◆ Tugas Anda
a) Jawablah pertanyaan berikut berdasarkan teks tentang K.H. Hasan Basyari.
(i) Haji Basyar anak keberapa, dan berapa bersaudara?
(ii) Pada tahun berapa K.H. Hamami mendirikan Pondok Pesantren Mardliyah?
(iii) Ada berapa ruang kelas di tingkat MA?
b) Sambunglah teks tentang K.H. Hasan Basyari, dimulai setelah kalimat terakhirnya.

◆ Teks yang Diberikan
K.H. Hasan Basyari Hamami, S.Pd.i. merupakan seorang tokoh agama terkemuka di Pameungpeuk sekaligus sebagai pemimpin Pondok Pesantren Mardliyah dan ketua MUI Kecamatan Pameungpeuk, Garut Selatan. Beliau sangat disegani dan dihormati oleh masyarakat Pameungpeuk. K.H. Hasan Basyari yang akrab disapa Haji Basyar, merupakan anak dari K.H. Hamami dan Hj. R.E. Sariningrum dan juga cucu dari H. Hasan Basyari ( Empuh ) dan Hj Siti Mardliyah ( Embi ). K.H. Haji Basyar merupakan anak ke empat dari tujuh bersaudara. Perawakannya yang tinggi berisi semakin membuat K.H. Basyar terlihat berwibawa.
Pondok Pesantren Mardliyah yang dipimpin oleh Haji Basyar adalah salah satu pondok pesantren yang terkenal di Pameungpeuk Garut. Pondok pesantren ini sudah didirikan oleh ayahanda haji Basyar, K.H. Hamami pada tahun 1943. Pada tahun 1943 ponpes ini masih berbentuk kobong hingga pada tahun 2014 Haji Basyar membawa pembaharuan pada pondok pesantren ini dengan meresmikan ponpes ini ke KEMENAG. Pondok Pesantren yang dipimpin oleh Haji Basyar tahun demi tahun semakin berkembang. Kini ponpes ini memiliki dua jenjang pendidikan yakni SMP/ sederajat yang dinamai dengan MTS Mardliyah dan SMA/ sederajat dengan diberi nama MA Mardliyah. Jumlah peserta didik tahun ini pada jenjang MTs kurang lebih sebanyak 300 orang sedangkan tingkat MA kurang lebih ada 180 orang. Terdapat 16 ruang kelas di tingkat MTs dan 6 ruang kelas ditingkat MA.

◆ Daftar Entri

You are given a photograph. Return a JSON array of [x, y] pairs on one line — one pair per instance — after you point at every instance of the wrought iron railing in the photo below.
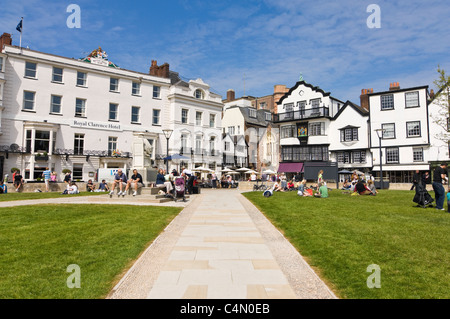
[[302, 114]]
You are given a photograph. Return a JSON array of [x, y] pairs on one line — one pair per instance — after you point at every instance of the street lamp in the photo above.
[[380, 135], [167, 134]]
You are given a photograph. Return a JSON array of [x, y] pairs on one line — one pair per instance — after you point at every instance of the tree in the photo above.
[[441, 114]]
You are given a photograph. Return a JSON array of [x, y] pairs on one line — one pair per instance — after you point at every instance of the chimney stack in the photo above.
[[5, 39], [365, 98], [230, 95], [161, 71], [394, 86]]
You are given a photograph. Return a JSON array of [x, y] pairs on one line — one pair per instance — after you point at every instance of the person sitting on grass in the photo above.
[[103, 186], [90, 187], [323, 191], [372, 187], [362, 189], [277, 188], [290, 185], [18, 181], [347, 185], [120, 179], [136, 180], [73, 188]]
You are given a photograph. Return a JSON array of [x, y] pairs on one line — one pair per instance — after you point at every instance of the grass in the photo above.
[[24, 196], [39, 242], [342, 235]]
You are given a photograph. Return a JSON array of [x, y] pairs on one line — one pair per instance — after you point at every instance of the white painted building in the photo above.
[[87, 114], [402, 116], [349, 138], [256, 126], [439, 127], [304, 117], [194, 115]]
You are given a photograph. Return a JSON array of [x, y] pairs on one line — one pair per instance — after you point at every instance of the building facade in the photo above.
[[87, 114], [194, 115], [402, 119], [304, 117]]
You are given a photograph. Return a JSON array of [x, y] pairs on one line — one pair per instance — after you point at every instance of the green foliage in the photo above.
[[342, 235]]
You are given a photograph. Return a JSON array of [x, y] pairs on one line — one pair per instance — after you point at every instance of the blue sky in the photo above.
[[265, 42]]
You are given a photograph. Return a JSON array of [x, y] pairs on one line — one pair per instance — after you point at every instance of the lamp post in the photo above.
[[380, 135], [167, 134]]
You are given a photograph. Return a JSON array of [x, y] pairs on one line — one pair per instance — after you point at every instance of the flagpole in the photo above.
[[21, 29]]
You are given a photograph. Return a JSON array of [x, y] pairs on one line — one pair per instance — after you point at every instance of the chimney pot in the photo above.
[[5, 39]]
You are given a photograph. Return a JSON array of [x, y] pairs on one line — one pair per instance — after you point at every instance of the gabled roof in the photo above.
[[357, 108], [292, 89], [399, 90], [260, 118]]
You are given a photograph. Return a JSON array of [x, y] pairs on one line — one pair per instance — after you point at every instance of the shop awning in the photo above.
[[290, 168]]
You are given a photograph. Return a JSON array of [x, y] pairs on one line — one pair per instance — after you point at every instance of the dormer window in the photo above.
[[199, 94]]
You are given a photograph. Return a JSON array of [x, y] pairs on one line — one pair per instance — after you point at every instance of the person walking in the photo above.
[[214, 180], [136, 180], [439, 178], [416, 179], [120, 180], [47, 175]]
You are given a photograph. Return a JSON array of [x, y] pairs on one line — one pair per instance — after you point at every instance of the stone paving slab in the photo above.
[[221, 246]]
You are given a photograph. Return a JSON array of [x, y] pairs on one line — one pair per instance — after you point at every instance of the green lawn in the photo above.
[[10, 196], [38, 243], [342, 235]]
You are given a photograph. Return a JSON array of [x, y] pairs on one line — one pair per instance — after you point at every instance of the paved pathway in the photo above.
[[220, 246]]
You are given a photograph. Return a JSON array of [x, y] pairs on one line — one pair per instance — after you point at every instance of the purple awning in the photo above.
[[290, 168]]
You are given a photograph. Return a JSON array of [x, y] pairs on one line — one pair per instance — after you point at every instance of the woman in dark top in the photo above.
[[18, 180], [160, 179]]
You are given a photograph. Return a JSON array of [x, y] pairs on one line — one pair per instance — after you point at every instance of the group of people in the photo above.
[[360, 186], [123, 183], [438, 180]]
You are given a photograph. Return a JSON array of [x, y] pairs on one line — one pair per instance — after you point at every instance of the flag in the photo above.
[[19, 26]]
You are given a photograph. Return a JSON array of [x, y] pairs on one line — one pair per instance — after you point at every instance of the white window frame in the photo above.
[[156, 116], [156, 92], [315, 127], [416, 130], [28, 101], [413, 102], [78, 143], [27, 69], [113, 84], [136, 88], [387, 102], [386, 128], [82, 112], [416, 151], [83, 78], [52, 104], [392, 155], [198, 120], [134, 114], [184, 116], [113, 112], [112, 143], [55, 76]]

◆ Jawaban yang Diberikan
a)
(i) Anak keempat dari tujuh bersaudara.
(ii) Tahun 1943.
(iii) 6 ruang kelas.

b)
Latar belakang pembuatan pondok pesantren ini dibangun karena wasiat dari nenek Haji Basyar yaitu Hj.Siti Mardliyah.“Namanya Mardliyah karena nenek saya (Embi) yakni Hj Siti Mardliyah telah mewakafkan tanahnya, beliau berpesan untuk kami cucu-cucunya agar tanah tersebut digunakan untuk kepentingan masyarakat Pameungpeuk. Masyarakat Pameungpeuk harus menjadi manusia-manusia yang berpendidikan dan agamis. Dari amanat dan wasiat itulah kami mendirikan pondok pesantren Mardliyah ini.” ucap beliau sambil menunjukkan beberapa gambar dalam sebuah album foto. Beliau juga mengatakan bahwa santri di pondok pesantren ini tidak hanya dari sekolah MTs dan MA Mardliyah saja tetapi ada banyak sekali santri dari sekolah SMP dan SMA lain yang ikut mengaji pada malam hari sambil tersenyum beliau mengatakan “Santri Kalong disebatna teh” yang memiliki arti (santri kelelawar disebutnya).
Sebelum KH Basyar menjadi pemimpin pondok pesantren ini, ia menuntut ilmu di berbagai sekolah keagamaan. Tahun 1968 beliau menamatkan sekolah dasar lalu beliau melanjutkan pendidikan ke SMP PGRI Tarogong sembari menjadi santri di Pesantren Al-Huda Tarogong. Tahun 1974 beliau melanjutkan pendidikan ke Pesantren Miftahul Huda Manonjaya. Tahun 1979 beliau melanjutkan pendidikannya ke Lembaga Bahasa Arab Jakarta, saat berkuliah beliau mendapatkan beasiswa. Kurang lebih dua tahun beliau menuntut ilmu di sana, teman-teman beliau ada yang melanjutkan ke Riyad, Arab dan lainnya tetapi beliau memilih untuk kembali ke kampung halaman untuk mengabdikan dirinya kepada masyarakat “Ilmu dan pengetahuan yang saya dapatkan harus dibagikan dan diterapkan untuk anak-anak disini (Pameungpeuk) agar berkah” ucap beliau. Setelah memilih pulang ke kampung halaman, beliau menjadi tenaga pengajar di Pondok Pesantren Mardliyah.
Selain menjadi pemimpin Pondok Pesantren Mardliyah, beliau juga merupakan ketua MUI Kecamatan Pameungpeuk dan menjabat selama empat periode. “Tos 40 tahun di MUI Kecamatan Pamengpek teh. November 2024 nanti akhir jabatanna” ujarnya.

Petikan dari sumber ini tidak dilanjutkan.